▶ [EXERCISE MATERIAL]

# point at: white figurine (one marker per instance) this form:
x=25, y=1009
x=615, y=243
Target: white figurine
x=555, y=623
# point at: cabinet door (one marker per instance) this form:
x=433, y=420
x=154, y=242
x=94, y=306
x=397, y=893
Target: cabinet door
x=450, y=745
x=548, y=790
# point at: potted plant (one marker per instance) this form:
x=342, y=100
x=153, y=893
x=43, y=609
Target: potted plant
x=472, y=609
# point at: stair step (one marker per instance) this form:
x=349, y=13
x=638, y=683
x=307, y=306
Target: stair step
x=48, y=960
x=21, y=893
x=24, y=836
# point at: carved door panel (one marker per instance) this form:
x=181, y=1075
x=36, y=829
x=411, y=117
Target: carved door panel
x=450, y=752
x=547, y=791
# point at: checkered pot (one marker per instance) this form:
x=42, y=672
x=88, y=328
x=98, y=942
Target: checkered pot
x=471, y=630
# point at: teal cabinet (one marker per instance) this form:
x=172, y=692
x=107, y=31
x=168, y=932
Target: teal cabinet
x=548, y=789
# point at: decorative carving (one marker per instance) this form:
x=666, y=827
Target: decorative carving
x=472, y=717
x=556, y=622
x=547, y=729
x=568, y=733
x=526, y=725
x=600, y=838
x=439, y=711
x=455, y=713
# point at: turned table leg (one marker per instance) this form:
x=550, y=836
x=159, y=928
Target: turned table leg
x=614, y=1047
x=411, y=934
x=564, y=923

▶ [TASK STATEMENT] All the records shown above need to be given again exactly.

▶ [YOUR SOLUTION]
# point at: white figurine (one marker per instance) this form:
x=25, y=1009
x=615, y=243
Target: white figurine
x=555, y=623
# point at: cabinet door (one marker per instance) this form:
x=433, y=420
x=154, y=242
x=94, y=306
x=397, y=893
Target: cabinet door
x=450, y=745
x=548, y=790
# point at: potted plant (one marker per instance) this form:
x=342, y=100
x=153, y=893
x=43, y=609
Target: potted plant
x=472, y=609
# point at: stair step (one marker per instance) this form:
x=349, y=13
x=638, y=683
x=307, y=306
Target: stair step
x=48, y=960
x=21, y=893
x=24, y=836
# point at: carved door panel (one marker per instance) this form:
x=181, y=1075
x=36, y=829
x=411, y=117
Target: carved door panel
x=450, y=752
x=547, y=791
# point at: checkered pot (one marker per instance) this form:
x=42, y=672
x=88, y=328
x=98, y=942
Target: checkered pot
x=471, y=630
# point at: teal cabinet (one marker per instance) this form:
x=172, y=692
x=107, y=31
x=168, y=932
Target: teal cabinet
x=548, y=789
# point at: decorative carving (one marker per instance) this form:
x=666, y=827
Target: decorative carving
x=472, y=717
x=556, y=622
x=547, y=729
x=568, y=733
x=526, y=725
x=600, y=838
x=439, y=711
x=455, y=713
# point at: turned table leg (one marker per instance) this form:
x=550, y=836
x=159, y=928
Target: turned table leg
x=614, y=1047
x=411, y=934
x=564, y=923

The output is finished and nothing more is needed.